▶ [Task item]: Setting aside any pictures, reproduce the data exactly.

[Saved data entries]
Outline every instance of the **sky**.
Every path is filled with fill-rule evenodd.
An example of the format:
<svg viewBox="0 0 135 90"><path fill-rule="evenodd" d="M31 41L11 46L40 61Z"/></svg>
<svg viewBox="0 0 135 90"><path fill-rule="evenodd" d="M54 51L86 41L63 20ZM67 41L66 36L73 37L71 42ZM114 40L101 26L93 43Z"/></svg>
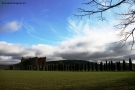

▶ [Your solution]:
Outline every instance of the **sky**.
Every path is filled with fill-rule evenodd.
An example of the format:
<svg viewBox="0 0 135 90"><path fill-rule="evenodd" d="M31 41L11 46L40 61Z"/></svg>
<svg viewBox="0 0 135 90"><path fill-rule="evenodd" d="M54 51L86 41L63 20ZM67 41L66 36L73 37L71 42ZM114 40L101 26L93 43Z"/></svg>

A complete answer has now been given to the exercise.